● EXTRAIT
'''

Libye : les Touaregs trouvent un nouveau foyer dans une enclave côtière amazighe
ZOUARA, Libye – Il n’est pas facile de balayer les rues d’une ville en lutte perpétuelle face à la plage. Lorsqu’il pleut, c’est mission impossible – comment un nettoyeur de rue peut-il s’y prendre avec ce mélange compact de sable, de poussière et d’ordures ? Cela fait partie des questions que se pose Mohammed Ayssa depuis trois ans.
Il y a trois ans, ce Touareg âgé de 33 ans a quitté Oubari, la ville du sud-ouest reculé de la Libye où il vivait, et s’est installé à Zouara avec son épouse et leurs deux enfants. Ville côtière située à la frontière tunisienne, Zouara a offert à Ayssa l’occasion de repartir à zéro. Pour le moment, il survit en balayant les rues et en travaillant occasionnellement dans la construction.
« Ce n’est pas facile ici, mais dans le sud, c’est tout simplement impossible. Il n’y a rien pour qui que ce soit », explique Ayssa à son domicile, dans le vieux quartier à l’abandon de Zouara. Le loyer de 200 dinars libyens (environ 127 euros) représente une grosse somme d’argent pour lui comme pour la grande majorité de ses voisins dans cet amas de rues sans nom.
Depuis trois ans, des dizaines de familles touaregs originaires de la région inhospitalière du Fezzan affluent à Zouara par vagues. Si l’instabilité provoquée par les trois gouvernements qui se disputent le pouvoir dans le pays a rendu la situation difficile sur la côte, le sud reculé du pays est devenu un véritable trou noir où le simple fait de survivre est un véritable défi.
« Nous avons tout perdu »
Les Ayssa sont arrivés à Zouara après le conflit qui a éclaté en 2014 entre les Touaregs et les Toubous – un peuple subsaharien vivant entre les frontières de la Libye, du Tchad et du Niger – à Oubari. Si le différend a des racines identitaires et économiques, l’intervention des gouvernements rivaux libyens soutenus par des puissances étrangères a transformé le conflit en une guerre par procuration qui s’est poursuivie jusque début 2016.
« Je n’ai jamais compris ni comment tout a commencé, ni comment cela s’est terminé ; je sais juste que nous avons tout perdu, de notre maison au petit magasin que nous avions en ville », se souvient Zeynab, l’épouse de Mohammed Ayssa.
Les raisons pour lesquelles les Ayssa se sont installées à Zouara étaient les mêmes que pour nombre de leurs voisins dans le quartier.
« Les habitants de Zouara sont des Amazighs et nous, les Touaregs, nous nous sentons très proches d’eux, explique Zeynab. En outre, la sécurité ici est bien meilleure que partout ailleurs en Libye. »
Si les Touaregs et les Amazighs sont des autochtones d’Afrique du Nord qui parlent une langue similaire, la population amazighe s’étend de la côte atlantique du Maroc à la rive ouest du Nil en Égypte, tandis que les tribus touaregs vivent généralement loin de la côte, à l’intérieur du désert du Sahara.

'''

● DONNÉES ENREGISTRÉES

'''

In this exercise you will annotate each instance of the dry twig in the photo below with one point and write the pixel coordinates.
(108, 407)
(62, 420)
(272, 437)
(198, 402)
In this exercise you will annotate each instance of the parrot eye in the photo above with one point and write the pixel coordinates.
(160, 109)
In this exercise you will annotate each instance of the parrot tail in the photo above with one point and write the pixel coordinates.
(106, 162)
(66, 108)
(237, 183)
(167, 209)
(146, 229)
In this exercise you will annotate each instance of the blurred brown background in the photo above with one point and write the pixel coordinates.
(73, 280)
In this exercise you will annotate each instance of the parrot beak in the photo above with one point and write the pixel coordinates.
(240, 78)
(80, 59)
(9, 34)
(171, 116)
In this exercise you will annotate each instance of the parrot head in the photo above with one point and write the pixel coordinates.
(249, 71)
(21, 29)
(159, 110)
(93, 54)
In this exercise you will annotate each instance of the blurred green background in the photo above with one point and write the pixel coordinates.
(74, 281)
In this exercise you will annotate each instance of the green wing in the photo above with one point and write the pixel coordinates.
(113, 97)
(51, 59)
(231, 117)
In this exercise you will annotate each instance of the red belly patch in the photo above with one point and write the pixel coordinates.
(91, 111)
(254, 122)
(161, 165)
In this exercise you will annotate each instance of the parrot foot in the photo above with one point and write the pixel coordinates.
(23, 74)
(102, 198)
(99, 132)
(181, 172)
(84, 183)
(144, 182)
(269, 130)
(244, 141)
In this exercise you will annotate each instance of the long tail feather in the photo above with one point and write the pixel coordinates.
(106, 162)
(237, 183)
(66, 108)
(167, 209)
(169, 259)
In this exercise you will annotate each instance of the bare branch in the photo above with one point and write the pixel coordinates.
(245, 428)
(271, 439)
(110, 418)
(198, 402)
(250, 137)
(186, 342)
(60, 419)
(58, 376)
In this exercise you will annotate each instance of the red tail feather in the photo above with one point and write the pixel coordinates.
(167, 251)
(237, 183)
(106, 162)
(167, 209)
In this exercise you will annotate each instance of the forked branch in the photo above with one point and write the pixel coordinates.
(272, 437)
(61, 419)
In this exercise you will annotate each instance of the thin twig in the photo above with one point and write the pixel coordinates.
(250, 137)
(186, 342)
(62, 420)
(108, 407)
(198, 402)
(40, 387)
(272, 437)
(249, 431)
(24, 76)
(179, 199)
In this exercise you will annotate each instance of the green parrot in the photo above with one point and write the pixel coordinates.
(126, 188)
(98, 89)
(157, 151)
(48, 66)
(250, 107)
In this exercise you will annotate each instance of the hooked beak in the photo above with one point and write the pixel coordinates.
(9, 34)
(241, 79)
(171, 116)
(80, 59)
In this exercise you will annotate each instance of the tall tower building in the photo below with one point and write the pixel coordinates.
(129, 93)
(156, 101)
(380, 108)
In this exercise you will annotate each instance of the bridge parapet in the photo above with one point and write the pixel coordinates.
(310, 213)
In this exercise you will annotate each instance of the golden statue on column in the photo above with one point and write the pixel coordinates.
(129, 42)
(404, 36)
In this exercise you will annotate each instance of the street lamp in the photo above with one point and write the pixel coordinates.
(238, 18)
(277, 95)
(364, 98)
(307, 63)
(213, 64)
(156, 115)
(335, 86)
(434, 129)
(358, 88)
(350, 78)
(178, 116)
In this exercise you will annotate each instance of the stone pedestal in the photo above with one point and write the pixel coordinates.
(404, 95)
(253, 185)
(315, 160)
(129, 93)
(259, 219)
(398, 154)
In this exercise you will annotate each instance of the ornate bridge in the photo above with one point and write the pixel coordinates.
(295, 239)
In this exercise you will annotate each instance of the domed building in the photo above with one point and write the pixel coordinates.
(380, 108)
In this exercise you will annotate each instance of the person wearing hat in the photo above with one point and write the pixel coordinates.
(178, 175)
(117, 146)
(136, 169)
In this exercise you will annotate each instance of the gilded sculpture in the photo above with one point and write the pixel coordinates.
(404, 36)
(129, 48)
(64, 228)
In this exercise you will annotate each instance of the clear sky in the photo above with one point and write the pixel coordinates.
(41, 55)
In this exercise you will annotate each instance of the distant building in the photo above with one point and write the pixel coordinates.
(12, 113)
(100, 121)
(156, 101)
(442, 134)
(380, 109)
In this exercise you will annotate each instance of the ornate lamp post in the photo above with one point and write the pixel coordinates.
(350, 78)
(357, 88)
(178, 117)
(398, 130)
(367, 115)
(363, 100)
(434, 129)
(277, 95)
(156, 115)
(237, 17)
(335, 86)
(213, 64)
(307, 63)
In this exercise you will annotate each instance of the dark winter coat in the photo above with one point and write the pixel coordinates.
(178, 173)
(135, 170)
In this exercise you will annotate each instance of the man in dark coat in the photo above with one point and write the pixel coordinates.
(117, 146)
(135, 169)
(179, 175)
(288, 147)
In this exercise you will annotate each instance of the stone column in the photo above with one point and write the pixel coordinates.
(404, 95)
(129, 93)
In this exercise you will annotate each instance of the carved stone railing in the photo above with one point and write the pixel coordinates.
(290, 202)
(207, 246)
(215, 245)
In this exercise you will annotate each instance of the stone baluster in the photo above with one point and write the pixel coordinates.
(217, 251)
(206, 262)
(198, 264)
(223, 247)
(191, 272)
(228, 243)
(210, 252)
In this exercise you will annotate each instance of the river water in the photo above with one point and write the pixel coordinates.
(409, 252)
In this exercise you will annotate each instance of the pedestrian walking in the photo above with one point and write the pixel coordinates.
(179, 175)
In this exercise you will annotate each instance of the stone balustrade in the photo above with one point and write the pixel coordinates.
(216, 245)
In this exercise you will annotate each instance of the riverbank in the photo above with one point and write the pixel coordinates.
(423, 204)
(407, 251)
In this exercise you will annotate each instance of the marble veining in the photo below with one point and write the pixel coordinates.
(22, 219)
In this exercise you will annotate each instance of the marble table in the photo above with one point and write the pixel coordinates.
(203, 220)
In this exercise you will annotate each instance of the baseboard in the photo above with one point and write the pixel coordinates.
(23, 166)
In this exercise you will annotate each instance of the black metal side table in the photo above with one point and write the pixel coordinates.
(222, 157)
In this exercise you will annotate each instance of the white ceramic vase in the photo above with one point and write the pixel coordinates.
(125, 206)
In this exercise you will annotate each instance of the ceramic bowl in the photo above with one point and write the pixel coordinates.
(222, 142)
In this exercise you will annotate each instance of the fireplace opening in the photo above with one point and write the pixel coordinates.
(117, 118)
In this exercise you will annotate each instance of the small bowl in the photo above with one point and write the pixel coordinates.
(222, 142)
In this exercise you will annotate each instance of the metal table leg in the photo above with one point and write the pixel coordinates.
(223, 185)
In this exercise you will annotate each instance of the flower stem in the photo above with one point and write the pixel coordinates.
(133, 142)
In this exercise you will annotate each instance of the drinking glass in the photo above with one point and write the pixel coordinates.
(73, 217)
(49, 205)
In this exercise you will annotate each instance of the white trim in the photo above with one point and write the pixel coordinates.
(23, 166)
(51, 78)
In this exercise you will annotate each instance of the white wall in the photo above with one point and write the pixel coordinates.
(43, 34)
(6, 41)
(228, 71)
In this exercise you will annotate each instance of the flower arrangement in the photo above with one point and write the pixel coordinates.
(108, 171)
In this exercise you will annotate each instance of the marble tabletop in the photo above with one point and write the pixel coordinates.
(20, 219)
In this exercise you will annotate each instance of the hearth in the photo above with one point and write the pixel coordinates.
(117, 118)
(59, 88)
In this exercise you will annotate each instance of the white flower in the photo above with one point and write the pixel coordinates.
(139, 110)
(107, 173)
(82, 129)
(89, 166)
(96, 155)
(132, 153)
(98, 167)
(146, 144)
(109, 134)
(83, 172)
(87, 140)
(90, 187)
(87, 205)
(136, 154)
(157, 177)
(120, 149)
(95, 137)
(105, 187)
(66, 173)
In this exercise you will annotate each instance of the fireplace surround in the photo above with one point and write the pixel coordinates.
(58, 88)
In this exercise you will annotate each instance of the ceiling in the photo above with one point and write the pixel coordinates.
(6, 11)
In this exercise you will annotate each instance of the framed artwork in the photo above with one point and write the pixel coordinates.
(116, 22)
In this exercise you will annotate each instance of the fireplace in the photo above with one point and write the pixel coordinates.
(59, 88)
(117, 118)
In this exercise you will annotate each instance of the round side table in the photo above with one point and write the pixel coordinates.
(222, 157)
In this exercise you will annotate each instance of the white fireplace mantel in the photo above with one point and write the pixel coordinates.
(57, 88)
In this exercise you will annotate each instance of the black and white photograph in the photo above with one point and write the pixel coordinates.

'''

● LISTE DES ACTIVITÉS
**A.** Restituez à l'identique le passage de l'extrait qui va de « Libye : les » à « dans la construction. ».
**B.** Comment traduire en anglais la phrase suivante de l'extrait : « Pour le moment, il survit en balayant les rues et en travaillant occasionnellement dans la construction. » ?

● CORRIGÉ DE L'EXERCICE
**A.**
Libye : les Touaregs trouvent un nouveau foyer dans une enclave côtière amazighe
ZOUARA, Libye – Il n’est pas facile de balayer les rues d’une ville en lutte perpétuelle face à la plage. Lorsqu’il pleut, c’est mission impossible – comment un nettoyeur de rue peut-il s’y prendre avec ce mélange compact de sable, de poussière et d’ordures ? Cela fait partie des questions que se pose Mohammed Ayssa depuis trois ans.
Il y a trois ans, ce Touareg âgé de 33 ans a quitté Oubari, la ville du sud-ouest reculé de la Libye où il vivait, et s’est installé à Zouara avec son épouse et leurs deux enfants. Ville côtière située à la frontière tunisienne, Zouara a offert à Ayssa l’occasion de repartir à zéro. Pour le moment, il survit en balayant les rues et en travaillant occasionnellement dans la construction.

**B.** For now, he gets by sweeping the streets and occasionally working in construction.